- Born: Philadelphia, Pennsylvania, U.S.
- Known for: Lighting design
- Awards: Tony Award for Best Lighting Design; Drama Desk Award for Outstanding Lighting Design

= Rick Fisher (lighting designer) =

American lighting designer

Rick Fisher is an American lighting designer, known for his work with Stephen Daldry on Billy Elliot the Musical and An Inspector Calls. He is from Philadelphia, Pennsylvania and attended Dickinson College, but has been based in the UK for the last 30 years.

He has done the lighting design for many opera companies, including Covent Garden and New York City Opera. He has been designing for the Santa Fe Opera for seven seasons; for the 2007 season he did three productions.

Fisher received the Live Design Outstanding Designer of The Year in 2008. He is the chairman of the British Association of Lighting Designers.

### Written instruction:
Write the next part of the biography of lighting designer Rick Fisher, picking up after its last sentence.

### Extracted entries:
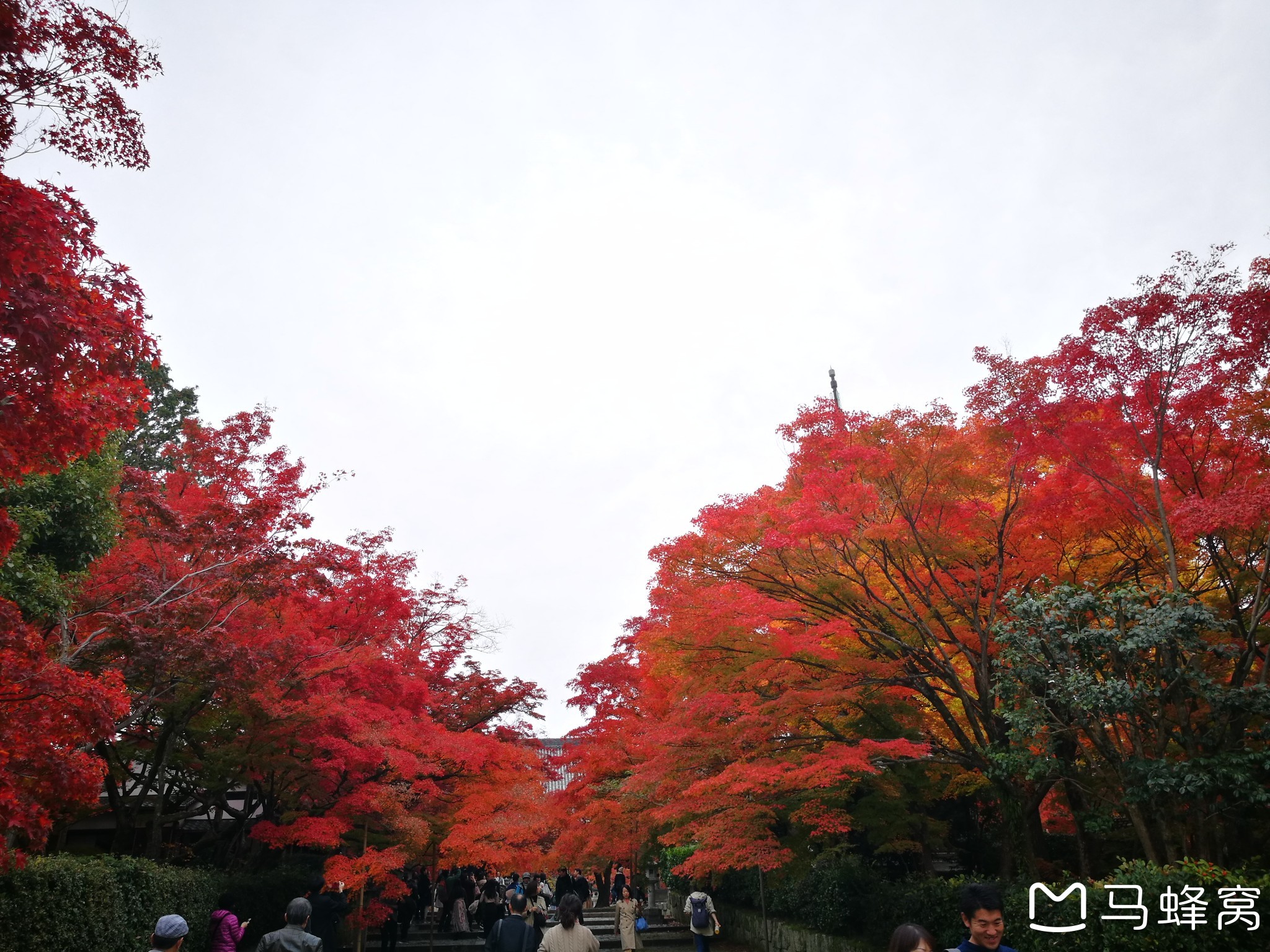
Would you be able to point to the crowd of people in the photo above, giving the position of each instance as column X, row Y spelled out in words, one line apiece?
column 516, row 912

...

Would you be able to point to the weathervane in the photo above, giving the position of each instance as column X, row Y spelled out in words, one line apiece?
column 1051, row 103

### Reply to the task:
==Selected stage credits==
- Sunny Afternoon (2014 West End)
- Billy Elliot: The Musical (2005 West End, 2008 Broadway)
- Jerry Springer the Opera (2003 West End)
- Via Dolorosa (1999 Broadway)
- Matthew Bourne's Swan Lake (1995 West End, 1998 Broadway)
- The Threepenny Opera (1994 West End)
- Hysteria (1993 Royal Court Theatre)
- Machinal (1993, Royal National Theatre)
- An Inspector Calls (1992 West End, 1994 Broadway)
- Serious Money (1988 Broadway)

==Awards==
- 2009 Tony Award for Best Lighting Design and Drama Desk Award for Outstanding Lighting Design for Billy Elliot the Musical (Broadway)
- 2008 Theatre Lighting Designer of the Year, LDI
- 2008 Helpmann Award for Best Lighting Design, Sydney Australia for Billy Elliot the Musical (Australia)
- 2005 Bronze Medal for Lighting Design: World Stage Design Expo, Toronto
- 2003 Gold Triga Prague Quadrennial: Member of British entry
- 2003 Garland Award: Cinderella, Ahmanson Theatre, Los Angeles
- 1998 Laurence Olivier Award for Lady in the Dark, Chips with Everything (Royal National Theatre)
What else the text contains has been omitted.